- [Information shown]:
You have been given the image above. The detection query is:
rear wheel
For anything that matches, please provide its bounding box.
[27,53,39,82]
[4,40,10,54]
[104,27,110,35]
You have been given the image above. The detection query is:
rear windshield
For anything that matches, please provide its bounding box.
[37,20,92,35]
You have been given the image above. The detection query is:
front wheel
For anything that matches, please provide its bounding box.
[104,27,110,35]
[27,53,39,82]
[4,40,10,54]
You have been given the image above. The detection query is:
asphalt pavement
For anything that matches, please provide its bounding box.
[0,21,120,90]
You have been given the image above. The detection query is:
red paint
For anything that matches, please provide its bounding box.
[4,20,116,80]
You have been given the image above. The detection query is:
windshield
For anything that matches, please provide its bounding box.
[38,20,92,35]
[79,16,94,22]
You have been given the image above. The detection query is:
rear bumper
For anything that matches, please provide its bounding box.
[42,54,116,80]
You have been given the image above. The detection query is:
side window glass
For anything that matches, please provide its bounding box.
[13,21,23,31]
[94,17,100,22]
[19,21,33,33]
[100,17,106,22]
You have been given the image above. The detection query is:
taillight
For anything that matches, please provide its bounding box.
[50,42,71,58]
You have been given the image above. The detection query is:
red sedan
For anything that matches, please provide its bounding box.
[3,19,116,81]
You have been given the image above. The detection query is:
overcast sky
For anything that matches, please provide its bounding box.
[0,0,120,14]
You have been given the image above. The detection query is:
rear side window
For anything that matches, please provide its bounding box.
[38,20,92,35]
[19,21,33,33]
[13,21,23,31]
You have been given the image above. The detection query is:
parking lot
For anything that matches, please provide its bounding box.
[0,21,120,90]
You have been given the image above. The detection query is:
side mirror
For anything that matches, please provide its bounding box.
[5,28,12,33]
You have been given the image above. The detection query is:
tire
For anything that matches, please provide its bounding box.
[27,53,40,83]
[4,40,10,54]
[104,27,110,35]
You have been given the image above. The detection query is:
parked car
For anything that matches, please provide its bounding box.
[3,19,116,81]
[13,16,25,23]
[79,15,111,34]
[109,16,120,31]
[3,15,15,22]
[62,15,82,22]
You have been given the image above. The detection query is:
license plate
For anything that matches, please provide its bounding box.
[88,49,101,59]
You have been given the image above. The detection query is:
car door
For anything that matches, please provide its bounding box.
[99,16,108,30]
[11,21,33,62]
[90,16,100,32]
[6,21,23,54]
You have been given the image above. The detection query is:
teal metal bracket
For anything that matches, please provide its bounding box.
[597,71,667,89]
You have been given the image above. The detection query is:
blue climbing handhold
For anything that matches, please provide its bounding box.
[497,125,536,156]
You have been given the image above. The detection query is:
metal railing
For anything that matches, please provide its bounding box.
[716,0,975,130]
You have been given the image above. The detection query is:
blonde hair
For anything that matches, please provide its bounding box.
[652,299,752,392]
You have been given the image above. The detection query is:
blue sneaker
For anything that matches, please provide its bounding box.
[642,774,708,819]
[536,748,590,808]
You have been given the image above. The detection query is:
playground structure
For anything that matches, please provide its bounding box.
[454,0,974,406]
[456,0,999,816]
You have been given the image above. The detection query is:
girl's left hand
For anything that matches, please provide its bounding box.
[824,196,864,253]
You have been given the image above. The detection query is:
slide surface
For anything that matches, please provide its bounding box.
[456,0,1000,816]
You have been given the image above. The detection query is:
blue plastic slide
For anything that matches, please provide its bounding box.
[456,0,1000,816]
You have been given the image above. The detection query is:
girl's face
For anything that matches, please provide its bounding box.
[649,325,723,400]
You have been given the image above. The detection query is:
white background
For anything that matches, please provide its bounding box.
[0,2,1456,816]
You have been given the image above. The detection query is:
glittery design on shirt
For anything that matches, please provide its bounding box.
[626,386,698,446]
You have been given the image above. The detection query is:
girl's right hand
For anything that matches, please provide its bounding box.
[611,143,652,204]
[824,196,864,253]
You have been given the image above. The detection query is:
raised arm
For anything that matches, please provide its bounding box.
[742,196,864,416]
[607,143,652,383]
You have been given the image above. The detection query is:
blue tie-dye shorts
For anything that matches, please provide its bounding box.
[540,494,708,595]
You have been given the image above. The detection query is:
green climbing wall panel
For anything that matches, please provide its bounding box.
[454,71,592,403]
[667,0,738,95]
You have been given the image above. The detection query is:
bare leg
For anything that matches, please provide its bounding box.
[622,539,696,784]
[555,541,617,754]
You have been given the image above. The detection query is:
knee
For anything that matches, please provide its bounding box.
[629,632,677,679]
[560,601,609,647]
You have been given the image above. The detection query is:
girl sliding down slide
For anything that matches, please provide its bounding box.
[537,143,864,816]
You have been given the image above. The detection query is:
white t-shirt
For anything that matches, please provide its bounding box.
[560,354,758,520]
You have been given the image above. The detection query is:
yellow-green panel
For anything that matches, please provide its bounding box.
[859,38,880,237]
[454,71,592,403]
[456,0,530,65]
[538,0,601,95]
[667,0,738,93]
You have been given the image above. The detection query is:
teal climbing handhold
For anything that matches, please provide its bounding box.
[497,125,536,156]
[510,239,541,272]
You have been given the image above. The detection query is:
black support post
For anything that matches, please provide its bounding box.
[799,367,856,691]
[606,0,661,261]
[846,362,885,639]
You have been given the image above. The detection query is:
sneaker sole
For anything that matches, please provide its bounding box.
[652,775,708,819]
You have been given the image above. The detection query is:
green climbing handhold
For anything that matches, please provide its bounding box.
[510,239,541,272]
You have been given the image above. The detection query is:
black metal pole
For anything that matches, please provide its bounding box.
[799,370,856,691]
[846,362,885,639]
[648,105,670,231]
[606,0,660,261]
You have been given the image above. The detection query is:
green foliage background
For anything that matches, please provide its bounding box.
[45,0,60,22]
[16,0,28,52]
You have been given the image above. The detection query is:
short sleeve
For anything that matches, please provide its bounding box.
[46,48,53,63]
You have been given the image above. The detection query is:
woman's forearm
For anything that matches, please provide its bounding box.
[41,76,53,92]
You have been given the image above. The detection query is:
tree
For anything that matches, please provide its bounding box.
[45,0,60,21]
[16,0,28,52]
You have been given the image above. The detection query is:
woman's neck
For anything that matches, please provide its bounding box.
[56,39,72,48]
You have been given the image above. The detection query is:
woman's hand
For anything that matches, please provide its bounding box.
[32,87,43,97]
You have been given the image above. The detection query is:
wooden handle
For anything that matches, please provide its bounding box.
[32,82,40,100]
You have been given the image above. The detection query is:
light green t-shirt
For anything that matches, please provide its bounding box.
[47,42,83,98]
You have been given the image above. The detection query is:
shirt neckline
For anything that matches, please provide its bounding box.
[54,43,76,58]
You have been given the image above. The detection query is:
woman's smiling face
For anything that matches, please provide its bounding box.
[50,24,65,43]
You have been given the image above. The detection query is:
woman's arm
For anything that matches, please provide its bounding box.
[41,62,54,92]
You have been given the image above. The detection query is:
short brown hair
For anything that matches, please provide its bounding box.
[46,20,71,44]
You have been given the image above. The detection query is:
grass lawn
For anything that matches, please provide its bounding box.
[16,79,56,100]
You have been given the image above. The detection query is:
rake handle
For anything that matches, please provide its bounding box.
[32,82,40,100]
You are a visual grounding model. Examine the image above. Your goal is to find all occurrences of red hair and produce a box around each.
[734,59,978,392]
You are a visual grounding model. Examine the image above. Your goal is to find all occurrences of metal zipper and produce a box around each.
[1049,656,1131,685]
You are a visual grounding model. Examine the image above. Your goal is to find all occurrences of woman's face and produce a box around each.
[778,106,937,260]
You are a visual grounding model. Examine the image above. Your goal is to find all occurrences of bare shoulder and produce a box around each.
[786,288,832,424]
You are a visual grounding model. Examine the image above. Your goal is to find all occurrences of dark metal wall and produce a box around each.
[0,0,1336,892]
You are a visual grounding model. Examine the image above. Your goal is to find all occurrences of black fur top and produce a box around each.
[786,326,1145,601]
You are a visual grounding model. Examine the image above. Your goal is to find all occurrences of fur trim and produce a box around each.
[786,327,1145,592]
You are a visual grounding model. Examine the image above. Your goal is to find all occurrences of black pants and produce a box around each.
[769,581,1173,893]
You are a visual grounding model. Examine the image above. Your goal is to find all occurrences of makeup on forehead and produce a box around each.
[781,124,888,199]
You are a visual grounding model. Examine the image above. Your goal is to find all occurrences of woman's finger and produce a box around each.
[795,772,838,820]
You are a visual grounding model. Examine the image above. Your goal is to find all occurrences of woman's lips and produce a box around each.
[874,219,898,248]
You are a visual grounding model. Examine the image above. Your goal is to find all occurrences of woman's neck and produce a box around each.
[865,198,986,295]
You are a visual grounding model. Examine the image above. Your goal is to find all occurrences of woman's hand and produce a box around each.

- [Task brief]: Copy out every line of the data above that contains the string "panel". Match case exactly.

- [Response below]:
green climbing wall panel
yellow-green panel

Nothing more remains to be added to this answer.